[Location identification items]
• • •

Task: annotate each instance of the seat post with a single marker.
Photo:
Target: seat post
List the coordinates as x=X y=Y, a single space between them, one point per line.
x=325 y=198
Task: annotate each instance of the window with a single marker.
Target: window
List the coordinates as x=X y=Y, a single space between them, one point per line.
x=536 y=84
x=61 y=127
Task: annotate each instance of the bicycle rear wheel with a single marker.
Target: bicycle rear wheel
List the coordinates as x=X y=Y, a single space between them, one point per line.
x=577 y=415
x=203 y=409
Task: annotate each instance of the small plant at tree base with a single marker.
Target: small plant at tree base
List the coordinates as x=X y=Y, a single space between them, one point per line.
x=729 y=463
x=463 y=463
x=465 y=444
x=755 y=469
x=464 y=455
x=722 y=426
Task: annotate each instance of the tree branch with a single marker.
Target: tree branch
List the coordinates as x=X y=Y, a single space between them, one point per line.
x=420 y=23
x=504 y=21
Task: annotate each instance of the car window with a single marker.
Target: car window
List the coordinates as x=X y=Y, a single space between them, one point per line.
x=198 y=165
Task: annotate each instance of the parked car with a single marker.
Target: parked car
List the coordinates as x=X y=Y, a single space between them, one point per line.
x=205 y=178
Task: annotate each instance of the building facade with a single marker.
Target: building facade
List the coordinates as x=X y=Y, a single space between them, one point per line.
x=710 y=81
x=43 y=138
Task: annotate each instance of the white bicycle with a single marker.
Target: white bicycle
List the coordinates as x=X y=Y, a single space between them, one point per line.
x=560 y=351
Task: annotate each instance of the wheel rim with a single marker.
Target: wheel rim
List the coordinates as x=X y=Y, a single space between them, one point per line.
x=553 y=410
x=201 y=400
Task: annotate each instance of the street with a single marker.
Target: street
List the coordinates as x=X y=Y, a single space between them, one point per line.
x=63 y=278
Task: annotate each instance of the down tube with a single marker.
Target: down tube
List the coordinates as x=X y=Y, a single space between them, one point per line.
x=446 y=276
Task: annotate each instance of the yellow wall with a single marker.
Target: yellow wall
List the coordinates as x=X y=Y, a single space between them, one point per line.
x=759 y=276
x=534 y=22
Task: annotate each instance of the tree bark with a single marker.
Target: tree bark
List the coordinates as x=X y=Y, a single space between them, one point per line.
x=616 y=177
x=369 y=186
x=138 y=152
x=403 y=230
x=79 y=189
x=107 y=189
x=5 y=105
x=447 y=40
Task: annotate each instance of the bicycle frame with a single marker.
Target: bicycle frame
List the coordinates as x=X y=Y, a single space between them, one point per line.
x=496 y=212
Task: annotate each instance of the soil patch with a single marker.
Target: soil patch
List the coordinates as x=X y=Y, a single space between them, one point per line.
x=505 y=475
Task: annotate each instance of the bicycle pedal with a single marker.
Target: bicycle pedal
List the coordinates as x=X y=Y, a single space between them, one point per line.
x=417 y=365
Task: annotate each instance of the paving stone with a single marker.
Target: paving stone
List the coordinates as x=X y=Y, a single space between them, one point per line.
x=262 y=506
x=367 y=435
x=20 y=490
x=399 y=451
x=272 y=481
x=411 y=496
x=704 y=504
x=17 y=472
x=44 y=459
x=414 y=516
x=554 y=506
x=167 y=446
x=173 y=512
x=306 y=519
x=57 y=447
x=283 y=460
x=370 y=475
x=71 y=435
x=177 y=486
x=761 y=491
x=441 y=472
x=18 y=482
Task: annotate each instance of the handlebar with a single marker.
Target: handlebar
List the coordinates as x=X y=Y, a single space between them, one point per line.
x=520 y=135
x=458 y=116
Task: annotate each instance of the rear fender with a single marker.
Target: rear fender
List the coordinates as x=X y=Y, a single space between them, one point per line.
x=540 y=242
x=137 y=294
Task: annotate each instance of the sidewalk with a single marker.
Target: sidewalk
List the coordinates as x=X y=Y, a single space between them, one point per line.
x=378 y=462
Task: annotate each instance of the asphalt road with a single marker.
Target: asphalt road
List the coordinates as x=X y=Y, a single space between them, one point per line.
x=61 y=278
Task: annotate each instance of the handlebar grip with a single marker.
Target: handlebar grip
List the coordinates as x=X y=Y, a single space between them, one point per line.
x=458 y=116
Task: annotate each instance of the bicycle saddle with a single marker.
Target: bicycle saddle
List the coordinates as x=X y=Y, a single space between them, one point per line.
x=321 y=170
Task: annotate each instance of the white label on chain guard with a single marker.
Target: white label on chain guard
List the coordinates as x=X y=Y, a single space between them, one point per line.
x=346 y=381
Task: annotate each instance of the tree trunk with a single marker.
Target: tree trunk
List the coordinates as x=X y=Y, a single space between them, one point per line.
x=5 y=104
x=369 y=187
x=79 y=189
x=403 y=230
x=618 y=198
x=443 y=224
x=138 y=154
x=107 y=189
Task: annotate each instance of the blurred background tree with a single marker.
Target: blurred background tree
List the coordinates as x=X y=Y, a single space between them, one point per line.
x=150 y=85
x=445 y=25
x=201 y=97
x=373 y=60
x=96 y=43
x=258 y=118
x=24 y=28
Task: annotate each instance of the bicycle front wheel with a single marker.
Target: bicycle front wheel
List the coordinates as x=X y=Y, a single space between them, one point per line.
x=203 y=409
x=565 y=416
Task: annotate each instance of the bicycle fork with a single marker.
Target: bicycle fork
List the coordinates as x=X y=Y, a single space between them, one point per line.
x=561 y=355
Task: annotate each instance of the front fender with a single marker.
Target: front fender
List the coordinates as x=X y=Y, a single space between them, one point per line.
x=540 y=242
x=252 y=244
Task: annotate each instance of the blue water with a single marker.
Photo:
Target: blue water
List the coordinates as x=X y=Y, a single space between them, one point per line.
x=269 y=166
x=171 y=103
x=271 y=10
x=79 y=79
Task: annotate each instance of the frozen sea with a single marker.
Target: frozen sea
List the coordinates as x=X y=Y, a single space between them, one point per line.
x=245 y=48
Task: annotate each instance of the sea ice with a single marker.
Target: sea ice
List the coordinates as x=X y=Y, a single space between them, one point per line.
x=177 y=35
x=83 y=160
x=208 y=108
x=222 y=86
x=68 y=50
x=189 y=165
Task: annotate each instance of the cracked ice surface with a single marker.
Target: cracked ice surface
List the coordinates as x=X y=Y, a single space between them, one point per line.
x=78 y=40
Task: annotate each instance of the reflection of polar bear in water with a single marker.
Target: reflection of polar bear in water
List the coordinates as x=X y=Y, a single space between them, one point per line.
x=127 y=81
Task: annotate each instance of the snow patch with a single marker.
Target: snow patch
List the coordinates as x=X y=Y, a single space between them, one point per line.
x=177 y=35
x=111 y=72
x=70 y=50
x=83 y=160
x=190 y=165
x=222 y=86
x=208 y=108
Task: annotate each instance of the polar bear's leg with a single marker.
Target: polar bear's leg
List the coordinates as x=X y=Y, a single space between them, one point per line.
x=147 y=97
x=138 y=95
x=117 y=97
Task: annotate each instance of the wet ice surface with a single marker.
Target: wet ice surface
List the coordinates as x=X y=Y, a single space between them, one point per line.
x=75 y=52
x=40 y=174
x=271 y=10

• • •

**PROBLEM TO WORK ON:** Retype, without any change, everything in the material above from the line containing "Task: annotate each instance of the bicycle fork" down to the line containing "x=189 y=165", with both of those lines included.

**TASK ANSWER:**
Task: annotate each instance of the bicycle fork with a single marker.
Target: bicycle fork
List the coordinates as x=X y=Y, a single space between them, one point per line.
x=561 y=355
Task: annotate each instance of the front fender with a single marker.
Target: front fender
List the coordinates as x=X y=Y, a single space between them, one point per line.
x=540 y=242
x=252 y=244
Task: annotate each instance of the blue water with a single marker.
Photo:
Target: blue water
List the coordinates as x=X y=Y, a single space between them, one point per line.
x=269 y=166
x=171 y=103
x=271 y=10
x=79 y=79
Task: annotate each instance of the frozen sea with a single marker.
Target: frozen sea
List the coordinates as x=X y=Y, a single space between them, one point per line.
x=245 y=48
Task: annotate each instance of the sea ice with a single marker.
Target: sea ice
List the coordinates as x=X y=Y, a single space between them, one point per line.
x=177 y=35
x=83 y=160
x=208 y=108
x=222 y=86
x=68 y=50
x=189 y=165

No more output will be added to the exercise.